● **Textabschnitt**

--

Soweit ich weiß, sind ZOMBIES als Antagonisten, Elemente der Populärkultur, dank der sog. MIDNIGHTMOVIES und dem dadurch öffentlich gemachten Werk NIGHT OF THE LIVING DEAD des Großzombiesators GEORGE A. ROMERO, auch als eine Antwort des Künstlers auf das Desinteresse oder sogar späterenTeilnahme der damaligen Amerikaner auf den beginnenden Vietnamkrieg zu deuten.

Die Doku heißt sogar "Midnight Movies", aber es gibt auch eine neue von 2013,"Birth of the Living Dead ". Vietnam ist absolut ein Faktor, Tom Savini, der die Effekte bei" Night" und vielen Splatterfilmen gemacht hat und sonst eine kleine celebrity ist, war zB Sanitäter in Vietnam und verarbeitete so auch seine Erlebnisse im Krieg.

Meine persönliche Theorie : Da gerade in Zeiten der gnadenlosen Selbstoptimierung alle am besten fit, schlank, bestens gepflegt, jung und schick sein wollen - bzw diesem ideal folgen müssen -, ist der stinkend, verwesende, alte, ekelhafte Zombie der ästhetische Albtraum des optimierten Individuums. Zombies sind deshalb auch irgendwie "Prolos", treten als deformierte Horde auf - die absolute Antithese zum Wunschbild. The Horror, the Horror...

--

● **Bereitgestellte Angaben**
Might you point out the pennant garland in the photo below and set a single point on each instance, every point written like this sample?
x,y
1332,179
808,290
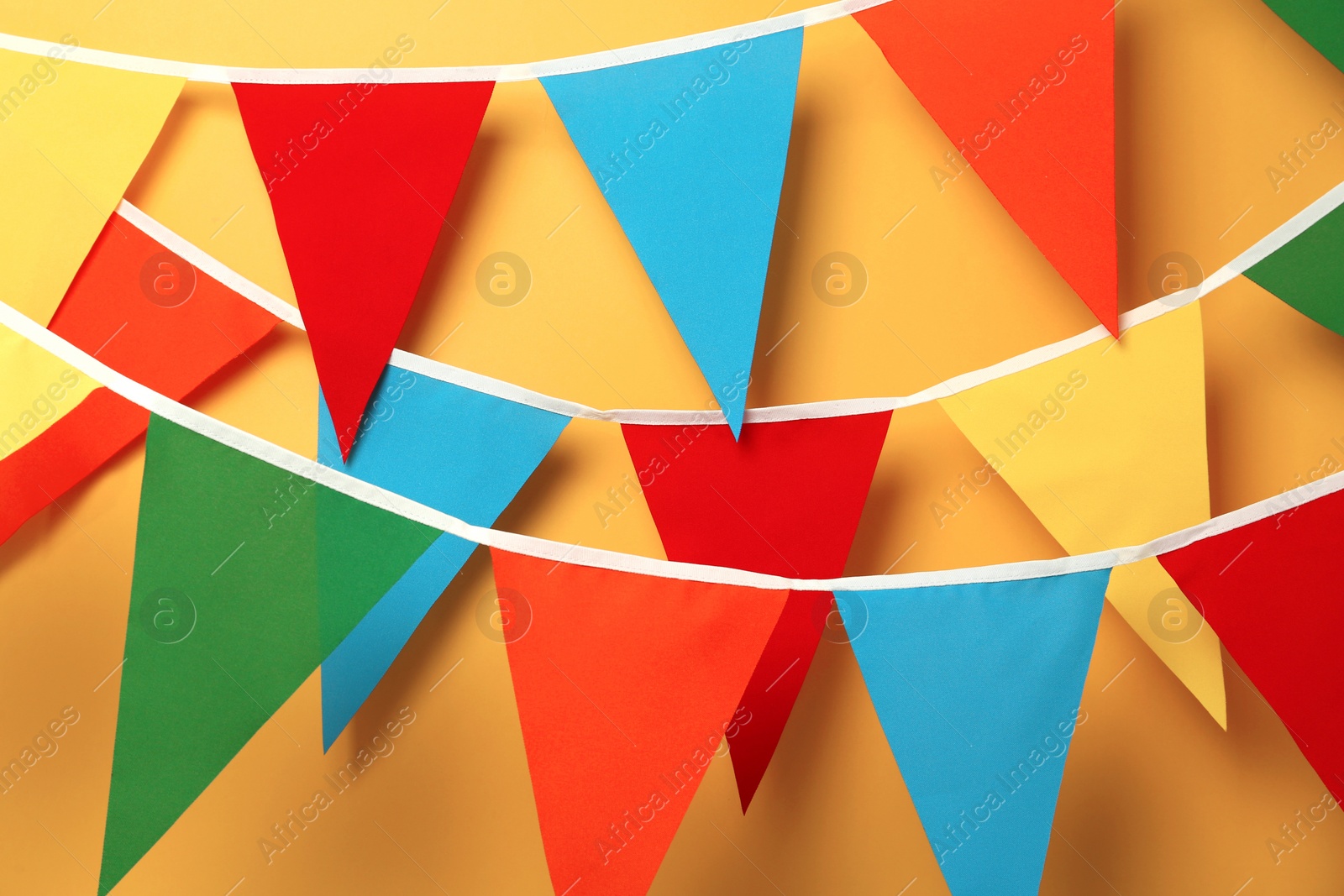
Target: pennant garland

--

● **Anforderungen der Aufgaben**
- A) Entnimm dem Textabschnitt über Zombies wörtlich die Passage von „Die Doku heißt“ bis einschließlich „Horror, the Horror...“.
- B) Beantworte anhand des Textabschnitts über Zombies die folgenden Fragen:
(i) Welchen Titel trägt die neue Dokumentation von 2013?
(ii) Als was war Tom Savini in Vietnam tätig?
(iii) Als was bezeichnet die persönliche Theorie den Zombie mit Blick auf das optimierte Individuum?

● **Antworten je Aufgabe**
- A)
Die Doku heißt sogar "Midnight Movies", aber es gibt auch eine neue von 2013,"Birth of the Living Dead ". Vietnam ist absolut ein Faktor, Tom Savini, der die Effekte bei" Night" und vielen Splatterfilmen gemacht hat und sonst eine kleine celebrity ist, war zB Sanitäter in Vietnam und verarbeitete so auch seine Erlebnisse im Krieg.

Meine persönliche Theorie : Da gerade in Zeiten der gnadenlosen Selbstoptimierung alle am besten fit, schlank, bestens gepflegt, jung und schick sein wollen - bzw diesem ideal folgen müssen -, ist der stinkend, verwesende, alte, ekelhafte Zombie der ästhetische Albtraum des optimierten Individuums. Zombies sind deshalb auch irgendwie "Prolos", treten als deformierte Horde auf - die absolute Antithese zum Wunschbild. The Horror, the Horror...

- B)
(i) „Birth of the Living Dead“
(ii) Als Sanitäter
(iii) Als den ästhetischen Albtraum des optimierten Individuums